WHAT TO PRODUCE: Where a line below holds the string "decal", that line goes into the answer.
+++ INFORMATION
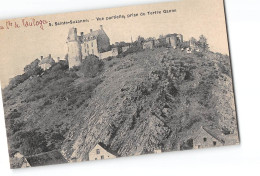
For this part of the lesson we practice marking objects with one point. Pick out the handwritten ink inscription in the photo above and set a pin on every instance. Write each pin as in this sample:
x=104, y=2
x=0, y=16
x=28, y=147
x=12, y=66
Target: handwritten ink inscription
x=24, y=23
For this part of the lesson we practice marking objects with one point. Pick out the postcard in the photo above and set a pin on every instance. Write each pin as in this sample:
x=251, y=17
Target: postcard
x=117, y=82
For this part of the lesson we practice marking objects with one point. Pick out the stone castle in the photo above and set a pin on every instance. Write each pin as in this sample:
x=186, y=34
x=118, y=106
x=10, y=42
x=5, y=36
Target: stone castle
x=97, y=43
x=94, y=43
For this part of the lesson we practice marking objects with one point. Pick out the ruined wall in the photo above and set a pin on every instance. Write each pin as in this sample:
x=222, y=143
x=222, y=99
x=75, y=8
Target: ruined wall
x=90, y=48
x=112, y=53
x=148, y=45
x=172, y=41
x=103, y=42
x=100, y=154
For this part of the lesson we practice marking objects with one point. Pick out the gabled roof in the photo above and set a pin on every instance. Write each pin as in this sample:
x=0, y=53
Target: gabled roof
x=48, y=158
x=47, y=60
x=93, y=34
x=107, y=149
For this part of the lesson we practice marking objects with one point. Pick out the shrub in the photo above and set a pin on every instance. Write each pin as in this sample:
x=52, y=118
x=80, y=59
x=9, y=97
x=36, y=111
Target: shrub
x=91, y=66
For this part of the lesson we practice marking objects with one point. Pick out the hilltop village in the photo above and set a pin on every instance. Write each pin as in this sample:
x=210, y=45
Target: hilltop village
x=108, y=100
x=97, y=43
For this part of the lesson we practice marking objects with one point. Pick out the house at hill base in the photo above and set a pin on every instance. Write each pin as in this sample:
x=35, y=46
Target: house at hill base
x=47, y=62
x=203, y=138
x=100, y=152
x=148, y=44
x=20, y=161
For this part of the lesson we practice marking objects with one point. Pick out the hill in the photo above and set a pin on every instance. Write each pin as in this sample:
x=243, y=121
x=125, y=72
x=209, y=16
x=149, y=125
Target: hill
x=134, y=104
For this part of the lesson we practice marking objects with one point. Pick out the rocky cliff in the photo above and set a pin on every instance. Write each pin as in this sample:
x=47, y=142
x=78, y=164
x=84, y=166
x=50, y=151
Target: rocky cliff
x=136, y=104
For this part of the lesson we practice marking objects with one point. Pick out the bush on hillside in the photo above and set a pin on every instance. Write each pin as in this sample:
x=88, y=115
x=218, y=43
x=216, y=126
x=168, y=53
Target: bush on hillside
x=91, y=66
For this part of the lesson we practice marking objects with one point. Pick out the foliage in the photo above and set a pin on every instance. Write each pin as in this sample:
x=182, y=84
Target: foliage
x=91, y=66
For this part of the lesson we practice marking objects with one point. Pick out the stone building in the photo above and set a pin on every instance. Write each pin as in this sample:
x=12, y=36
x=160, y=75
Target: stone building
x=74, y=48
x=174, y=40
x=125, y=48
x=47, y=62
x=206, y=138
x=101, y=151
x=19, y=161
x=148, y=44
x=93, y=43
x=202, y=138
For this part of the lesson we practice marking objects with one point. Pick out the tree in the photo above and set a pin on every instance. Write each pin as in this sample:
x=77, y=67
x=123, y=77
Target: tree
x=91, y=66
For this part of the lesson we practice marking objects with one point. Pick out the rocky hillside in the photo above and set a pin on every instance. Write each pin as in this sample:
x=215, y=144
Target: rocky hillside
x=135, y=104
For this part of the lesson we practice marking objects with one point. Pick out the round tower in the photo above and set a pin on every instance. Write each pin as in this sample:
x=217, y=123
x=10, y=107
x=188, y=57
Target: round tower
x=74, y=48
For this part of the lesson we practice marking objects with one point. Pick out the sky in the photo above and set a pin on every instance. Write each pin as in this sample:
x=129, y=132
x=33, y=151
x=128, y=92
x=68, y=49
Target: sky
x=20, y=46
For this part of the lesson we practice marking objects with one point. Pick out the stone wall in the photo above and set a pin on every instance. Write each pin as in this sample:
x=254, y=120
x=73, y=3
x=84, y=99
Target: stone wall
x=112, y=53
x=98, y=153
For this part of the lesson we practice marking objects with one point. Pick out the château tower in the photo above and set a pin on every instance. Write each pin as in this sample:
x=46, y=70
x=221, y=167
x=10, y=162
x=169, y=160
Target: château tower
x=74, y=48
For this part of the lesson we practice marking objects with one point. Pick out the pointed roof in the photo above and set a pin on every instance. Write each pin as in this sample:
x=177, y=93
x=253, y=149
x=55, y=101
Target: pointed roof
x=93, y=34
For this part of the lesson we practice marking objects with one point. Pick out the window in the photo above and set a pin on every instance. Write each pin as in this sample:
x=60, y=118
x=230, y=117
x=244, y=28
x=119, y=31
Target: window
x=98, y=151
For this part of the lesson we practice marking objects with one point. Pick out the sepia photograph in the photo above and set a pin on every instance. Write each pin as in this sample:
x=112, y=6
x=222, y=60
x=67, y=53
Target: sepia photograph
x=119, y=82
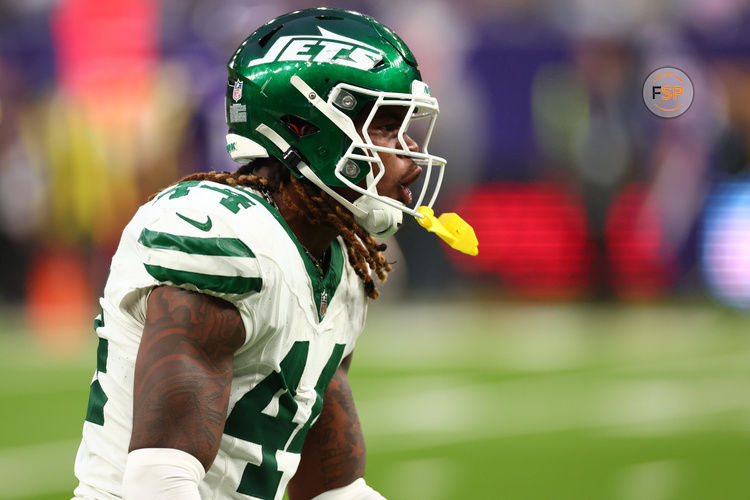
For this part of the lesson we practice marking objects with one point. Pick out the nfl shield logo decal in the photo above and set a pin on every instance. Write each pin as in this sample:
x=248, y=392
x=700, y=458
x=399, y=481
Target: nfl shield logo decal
++++++
SOLUTION TO THE PROBLEM:
For this part of the lesson we practice marking objects with one point. Pick out the nfl shield logo decal in the photo above and set a pin on every instance. Write each pin as in this sample:
Target: nfl shield logo decal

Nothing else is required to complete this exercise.